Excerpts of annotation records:
----

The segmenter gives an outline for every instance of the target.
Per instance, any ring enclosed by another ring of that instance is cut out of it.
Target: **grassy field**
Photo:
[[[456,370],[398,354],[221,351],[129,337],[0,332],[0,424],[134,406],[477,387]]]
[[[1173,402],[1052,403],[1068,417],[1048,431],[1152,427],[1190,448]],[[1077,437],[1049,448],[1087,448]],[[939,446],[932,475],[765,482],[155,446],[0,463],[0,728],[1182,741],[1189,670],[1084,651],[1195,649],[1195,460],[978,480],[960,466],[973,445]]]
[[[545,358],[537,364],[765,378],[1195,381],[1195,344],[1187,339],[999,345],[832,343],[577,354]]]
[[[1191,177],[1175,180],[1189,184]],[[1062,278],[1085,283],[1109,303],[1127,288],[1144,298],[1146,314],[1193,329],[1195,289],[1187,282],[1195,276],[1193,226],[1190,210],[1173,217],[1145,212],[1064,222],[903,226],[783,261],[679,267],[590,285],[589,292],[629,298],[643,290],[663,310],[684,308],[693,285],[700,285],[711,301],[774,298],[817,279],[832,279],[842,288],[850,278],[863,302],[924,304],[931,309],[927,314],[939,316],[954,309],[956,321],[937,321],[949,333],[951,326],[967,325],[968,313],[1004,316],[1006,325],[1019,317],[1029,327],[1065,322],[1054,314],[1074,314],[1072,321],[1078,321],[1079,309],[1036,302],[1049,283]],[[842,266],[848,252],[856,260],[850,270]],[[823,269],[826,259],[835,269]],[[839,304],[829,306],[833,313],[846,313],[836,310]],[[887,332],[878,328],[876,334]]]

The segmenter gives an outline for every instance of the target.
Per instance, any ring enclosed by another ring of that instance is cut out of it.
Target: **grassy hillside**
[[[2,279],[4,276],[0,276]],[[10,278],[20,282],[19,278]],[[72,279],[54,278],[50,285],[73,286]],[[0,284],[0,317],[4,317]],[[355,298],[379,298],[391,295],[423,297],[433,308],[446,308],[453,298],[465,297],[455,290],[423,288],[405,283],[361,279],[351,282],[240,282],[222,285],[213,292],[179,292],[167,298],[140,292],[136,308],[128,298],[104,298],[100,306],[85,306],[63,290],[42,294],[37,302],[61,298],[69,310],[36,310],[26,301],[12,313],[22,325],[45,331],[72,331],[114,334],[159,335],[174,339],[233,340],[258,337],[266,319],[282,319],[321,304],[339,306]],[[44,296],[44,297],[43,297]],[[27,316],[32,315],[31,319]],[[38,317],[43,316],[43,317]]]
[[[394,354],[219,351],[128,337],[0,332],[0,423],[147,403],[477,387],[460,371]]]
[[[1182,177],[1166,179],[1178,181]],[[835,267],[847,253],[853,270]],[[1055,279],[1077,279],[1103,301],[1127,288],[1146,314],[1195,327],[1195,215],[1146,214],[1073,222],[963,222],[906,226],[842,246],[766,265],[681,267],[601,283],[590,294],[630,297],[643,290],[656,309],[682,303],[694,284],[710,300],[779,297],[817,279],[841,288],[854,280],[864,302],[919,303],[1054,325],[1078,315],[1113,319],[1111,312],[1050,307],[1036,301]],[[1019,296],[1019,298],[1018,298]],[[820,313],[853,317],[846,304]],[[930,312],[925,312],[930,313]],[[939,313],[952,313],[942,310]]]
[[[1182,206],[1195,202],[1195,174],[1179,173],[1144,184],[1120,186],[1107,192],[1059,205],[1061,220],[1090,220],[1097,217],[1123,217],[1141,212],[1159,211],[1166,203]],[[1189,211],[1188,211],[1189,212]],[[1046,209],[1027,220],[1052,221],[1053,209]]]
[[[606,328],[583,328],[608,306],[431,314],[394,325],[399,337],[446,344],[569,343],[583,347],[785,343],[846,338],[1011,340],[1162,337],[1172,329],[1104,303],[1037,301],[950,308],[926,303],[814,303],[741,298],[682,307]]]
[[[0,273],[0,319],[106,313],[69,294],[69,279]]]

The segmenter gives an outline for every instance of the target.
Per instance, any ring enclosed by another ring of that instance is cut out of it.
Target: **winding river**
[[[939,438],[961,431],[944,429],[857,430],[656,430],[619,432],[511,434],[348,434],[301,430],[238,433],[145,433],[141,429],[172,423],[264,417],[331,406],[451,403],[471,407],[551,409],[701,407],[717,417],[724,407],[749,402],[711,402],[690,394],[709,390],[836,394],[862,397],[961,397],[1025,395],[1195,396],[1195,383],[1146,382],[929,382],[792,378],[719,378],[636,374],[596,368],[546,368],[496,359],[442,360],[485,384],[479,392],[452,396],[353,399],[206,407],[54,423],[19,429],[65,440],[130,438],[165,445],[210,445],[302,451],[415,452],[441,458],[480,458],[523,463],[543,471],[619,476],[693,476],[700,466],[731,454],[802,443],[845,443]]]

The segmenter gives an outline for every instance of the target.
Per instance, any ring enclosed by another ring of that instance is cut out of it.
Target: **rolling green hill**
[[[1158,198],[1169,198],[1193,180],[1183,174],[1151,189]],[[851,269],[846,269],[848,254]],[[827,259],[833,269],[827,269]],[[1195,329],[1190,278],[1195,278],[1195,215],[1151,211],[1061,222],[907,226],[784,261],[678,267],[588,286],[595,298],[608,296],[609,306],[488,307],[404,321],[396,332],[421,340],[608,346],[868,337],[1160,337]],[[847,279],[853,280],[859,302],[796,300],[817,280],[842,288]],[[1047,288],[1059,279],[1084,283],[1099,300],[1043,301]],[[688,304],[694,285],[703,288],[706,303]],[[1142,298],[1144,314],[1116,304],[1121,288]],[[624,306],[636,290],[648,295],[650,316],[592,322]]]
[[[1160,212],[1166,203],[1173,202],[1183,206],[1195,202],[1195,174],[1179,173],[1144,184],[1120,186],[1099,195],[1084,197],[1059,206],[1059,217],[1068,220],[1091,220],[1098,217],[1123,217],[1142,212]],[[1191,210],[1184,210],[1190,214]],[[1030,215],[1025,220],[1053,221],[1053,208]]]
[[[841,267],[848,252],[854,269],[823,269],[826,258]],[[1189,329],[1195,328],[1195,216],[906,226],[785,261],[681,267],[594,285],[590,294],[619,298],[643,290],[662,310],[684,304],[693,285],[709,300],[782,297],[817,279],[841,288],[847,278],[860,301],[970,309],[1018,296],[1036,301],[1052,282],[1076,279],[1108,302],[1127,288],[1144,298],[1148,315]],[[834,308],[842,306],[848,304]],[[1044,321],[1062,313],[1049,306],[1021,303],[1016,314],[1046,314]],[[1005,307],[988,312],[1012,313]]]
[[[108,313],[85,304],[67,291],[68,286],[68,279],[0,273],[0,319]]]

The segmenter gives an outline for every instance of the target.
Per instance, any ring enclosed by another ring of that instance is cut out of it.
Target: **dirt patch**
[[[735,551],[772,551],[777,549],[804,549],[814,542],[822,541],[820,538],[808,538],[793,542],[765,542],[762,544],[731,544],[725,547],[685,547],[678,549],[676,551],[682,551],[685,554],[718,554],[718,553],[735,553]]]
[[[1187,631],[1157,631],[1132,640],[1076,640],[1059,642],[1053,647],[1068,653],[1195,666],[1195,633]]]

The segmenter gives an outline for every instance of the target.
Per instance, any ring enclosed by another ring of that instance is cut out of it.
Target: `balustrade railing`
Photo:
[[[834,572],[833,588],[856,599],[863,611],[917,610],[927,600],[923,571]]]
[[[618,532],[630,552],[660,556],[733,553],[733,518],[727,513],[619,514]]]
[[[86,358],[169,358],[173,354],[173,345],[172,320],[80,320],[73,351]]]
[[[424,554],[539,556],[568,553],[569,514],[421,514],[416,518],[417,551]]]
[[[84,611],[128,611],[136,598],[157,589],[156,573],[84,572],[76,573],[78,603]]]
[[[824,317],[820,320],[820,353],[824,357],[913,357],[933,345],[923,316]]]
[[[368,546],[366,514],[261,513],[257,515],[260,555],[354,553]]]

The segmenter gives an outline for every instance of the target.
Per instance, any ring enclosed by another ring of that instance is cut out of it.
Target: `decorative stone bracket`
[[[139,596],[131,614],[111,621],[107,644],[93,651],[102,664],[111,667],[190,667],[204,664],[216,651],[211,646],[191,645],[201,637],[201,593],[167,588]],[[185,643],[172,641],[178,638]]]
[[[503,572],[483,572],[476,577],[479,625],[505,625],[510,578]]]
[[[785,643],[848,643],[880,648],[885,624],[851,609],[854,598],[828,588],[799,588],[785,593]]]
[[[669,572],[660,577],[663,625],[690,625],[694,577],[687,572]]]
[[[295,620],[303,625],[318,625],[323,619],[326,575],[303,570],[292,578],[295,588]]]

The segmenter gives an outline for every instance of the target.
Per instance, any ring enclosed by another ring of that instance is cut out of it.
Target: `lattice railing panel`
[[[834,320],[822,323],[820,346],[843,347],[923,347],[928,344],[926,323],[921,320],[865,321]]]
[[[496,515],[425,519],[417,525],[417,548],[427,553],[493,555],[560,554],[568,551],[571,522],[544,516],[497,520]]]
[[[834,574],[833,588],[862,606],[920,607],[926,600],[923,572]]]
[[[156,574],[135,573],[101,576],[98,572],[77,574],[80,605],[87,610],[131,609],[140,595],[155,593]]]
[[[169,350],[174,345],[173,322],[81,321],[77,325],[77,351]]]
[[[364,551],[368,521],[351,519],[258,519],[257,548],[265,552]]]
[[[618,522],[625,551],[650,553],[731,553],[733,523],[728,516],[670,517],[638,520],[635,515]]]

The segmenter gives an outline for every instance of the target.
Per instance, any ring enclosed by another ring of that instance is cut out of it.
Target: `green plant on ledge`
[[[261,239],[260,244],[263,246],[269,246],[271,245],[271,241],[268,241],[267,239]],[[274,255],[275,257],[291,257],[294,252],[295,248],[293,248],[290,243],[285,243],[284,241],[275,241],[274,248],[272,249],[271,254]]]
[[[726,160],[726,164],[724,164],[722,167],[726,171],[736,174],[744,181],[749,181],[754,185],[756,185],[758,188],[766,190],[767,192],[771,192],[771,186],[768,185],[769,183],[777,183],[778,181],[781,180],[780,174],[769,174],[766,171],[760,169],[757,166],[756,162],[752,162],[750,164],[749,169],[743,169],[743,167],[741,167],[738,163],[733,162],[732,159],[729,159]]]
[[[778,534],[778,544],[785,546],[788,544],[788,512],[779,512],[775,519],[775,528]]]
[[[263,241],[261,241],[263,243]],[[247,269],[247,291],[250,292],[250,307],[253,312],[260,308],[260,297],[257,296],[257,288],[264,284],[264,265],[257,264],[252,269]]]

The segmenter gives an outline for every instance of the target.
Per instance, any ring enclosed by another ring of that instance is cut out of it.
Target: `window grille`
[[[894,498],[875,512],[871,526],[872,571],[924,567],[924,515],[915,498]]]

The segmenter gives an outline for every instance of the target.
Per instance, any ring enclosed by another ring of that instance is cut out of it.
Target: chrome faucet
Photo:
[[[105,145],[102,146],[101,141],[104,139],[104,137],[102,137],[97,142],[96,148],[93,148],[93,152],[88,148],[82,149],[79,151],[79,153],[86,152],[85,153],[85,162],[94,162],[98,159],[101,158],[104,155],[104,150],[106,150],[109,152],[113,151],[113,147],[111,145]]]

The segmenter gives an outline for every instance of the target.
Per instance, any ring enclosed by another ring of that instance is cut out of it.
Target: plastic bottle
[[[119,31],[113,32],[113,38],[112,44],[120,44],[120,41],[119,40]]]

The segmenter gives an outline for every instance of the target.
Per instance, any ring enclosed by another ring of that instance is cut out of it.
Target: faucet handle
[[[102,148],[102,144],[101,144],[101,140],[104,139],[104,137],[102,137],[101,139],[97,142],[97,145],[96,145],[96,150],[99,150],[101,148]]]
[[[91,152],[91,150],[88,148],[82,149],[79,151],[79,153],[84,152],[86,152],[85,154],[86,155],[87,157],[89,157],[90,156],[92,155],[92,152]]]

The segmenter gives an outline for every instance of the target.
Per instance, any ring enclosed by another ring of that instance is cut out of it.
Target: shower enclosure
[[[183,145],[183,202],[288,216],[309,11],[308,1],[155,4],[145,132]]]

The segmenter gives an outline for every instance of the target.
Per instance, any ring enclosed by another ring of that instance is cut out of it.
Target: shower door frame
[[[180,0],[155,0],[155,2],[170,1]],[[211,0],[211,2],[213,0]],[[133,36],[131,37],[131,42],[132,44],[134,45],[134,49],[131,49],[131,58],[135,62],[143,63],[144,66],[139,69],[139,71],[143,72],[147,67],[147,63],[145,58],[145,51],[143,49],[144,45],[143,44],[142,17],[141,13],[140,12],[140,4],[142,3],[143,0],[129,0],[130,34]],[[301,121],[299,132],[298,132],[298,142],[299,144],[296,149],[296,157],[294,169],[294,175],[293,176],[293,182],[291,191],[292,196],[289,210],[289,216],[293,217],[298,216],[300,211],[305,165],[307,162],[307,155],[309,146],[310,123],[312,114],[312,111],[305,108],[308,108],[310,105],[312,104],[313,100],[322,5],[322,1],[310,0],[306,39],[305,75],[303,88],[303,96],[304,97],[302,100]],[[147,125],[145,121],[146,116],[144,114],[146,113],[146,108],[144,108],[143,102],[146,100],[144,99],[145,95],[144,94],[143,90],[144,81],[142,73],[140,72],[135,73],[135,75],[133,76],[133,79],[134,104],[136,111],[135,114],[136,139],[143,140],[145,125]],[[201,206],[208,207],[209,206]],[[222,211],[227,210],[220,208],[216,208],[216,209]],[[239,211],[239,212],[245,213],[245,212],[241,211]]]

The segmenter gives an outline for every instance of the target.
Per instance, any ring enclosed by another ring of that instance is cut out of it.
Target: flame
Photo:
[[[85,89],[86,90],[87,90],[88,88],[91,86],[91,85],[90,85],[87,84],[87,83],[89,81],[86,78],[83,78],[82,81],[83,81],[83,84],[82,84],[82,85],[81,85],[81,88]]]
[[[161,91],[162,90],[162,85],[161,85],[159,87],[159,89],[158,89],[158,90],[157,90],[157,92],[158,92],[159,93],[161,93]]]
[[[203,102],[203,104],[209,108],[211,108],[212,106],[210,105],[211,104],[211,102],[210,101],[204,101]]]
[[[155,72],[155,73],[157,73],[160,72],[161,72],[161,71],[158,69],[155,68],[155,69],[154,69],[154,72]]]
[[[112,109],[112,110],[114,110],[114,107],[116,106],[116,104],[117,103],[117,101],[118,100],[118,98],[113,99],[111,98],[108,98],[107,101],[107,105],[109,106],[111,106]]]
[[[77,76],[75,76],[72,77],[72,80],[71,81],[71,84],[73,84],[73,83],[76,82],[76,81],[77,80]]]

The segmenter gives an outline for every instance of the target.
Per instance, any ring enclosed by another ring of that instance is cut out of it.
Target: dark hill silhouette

----

WHAT TO DO | Locate every line in the data above that contains the string "grassy", and copy each one.

FULL RESPONSE |
Target: **grassy field**
Target: **grassy hillside**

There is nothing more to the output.